* _Passage given_:
Diary of a Portfolio Manager

April 26, 2022 | Todd Kennedy


Share

Good day

 

Based on conversations we have had over the past month, both in and out of the office, there is some lamenting on how bad things are from an economic point of view. Apparently a recession is imminent. Really?

 

Why do people calling for doom and gloom get the most attention? David Rosenberg and Jeremy Grantham, for example, get a tremendous amount of press and the headlines always show a recession in the near future. Yet they have been calling for recessions since 2013. At what point do they lose all credibility? I cannot imagine how much money you would lose (by not making any) by heeding that advice.

 

Not everyone on TV is an expert. You may recall that I had a weekly spot on Canada AM and was a regular on BNN in the late 90’s early 2000’s (the only people that recognized me were males aged 30-50 which wasn’t what a single guy living in Toronto aspired to).

 

I read a report recently that was calling for a 100% chance of recession. Seems ominous (so I sold everything) but I read past the headlines and…there was no date attached (so I bought everything back). Going forward, there is definitely a 100% chance of recession at some point.

 

Not that I walk around wearing rose coloured glasses but most people I chat with have more money in the bank than they can spend right now (admittedly, it is mostly clients of Dominion Securities which is not at all a representative sample of the overall population). And the plan is to spend it.

 

Getting a job is not difficult. Wages are going up. Borrowing money can’t really get much easier.

 

RBC Global Asset Management has a lot of focus on the ‘consumer’ and what may happen over the next 12 months. There is good and bad news.

* _Problems to solve_:
1. Which television programs, networks, and financial firms are named in the portfolio manager's diary?
2. Copy word for word the part of the portfolio manager's diary that opens with the words "I read a report" and closes with "to spend it.".

* _Data lines_:
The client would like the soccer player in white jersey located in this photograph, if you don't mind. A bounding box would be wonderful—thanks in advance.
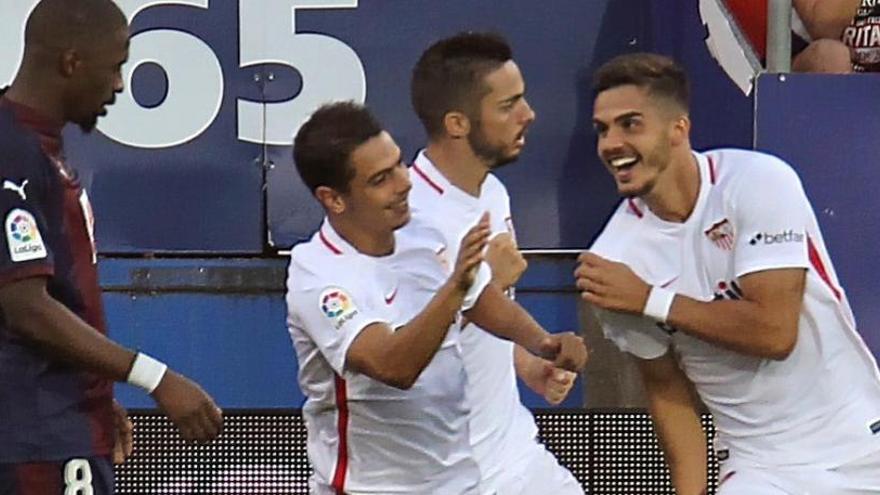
[575,54,880,495]
[287,103,586,495]
[411,33,583,495]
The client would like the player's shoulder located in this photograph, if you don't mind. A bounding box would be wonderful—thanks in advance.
[287,233,359,293]
[482,173,509,197]
[394,215,447,253]
[701,148,800,189]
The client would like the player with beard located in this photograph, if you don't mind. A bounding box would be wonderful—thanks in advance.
[410,33,583,495]
[286,102,587,495]
[575,54,880,495]
[0,0,222,495]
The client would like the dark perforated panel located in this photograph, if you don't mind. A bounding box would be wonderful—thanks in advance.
[116,411,718,495]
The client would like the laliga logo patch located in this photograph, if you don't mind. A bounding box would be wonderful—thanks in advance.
[318,287,358,330]
[5,208,47,262]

* _Solutions to the problems_:
1. Canada AM, BNN, Dominion Securities, RBC Global Asset Management

2.
I read a report recently that was calling for a 100% chance of recession. Seems ominous (so I sold everything) but I read past the headlines and…there was no date attached (so I bought everything back). Going forward, there is definitely a 100% chance of recession at some point.

 

Not that I walk around wearing rose coloured glasses but most people I chat with have more money in the bank than they can spend right now (admittedly, it is mostly clients of Dominion Securities which is not at all a representative sample of the overall population). And the plan is to spend it.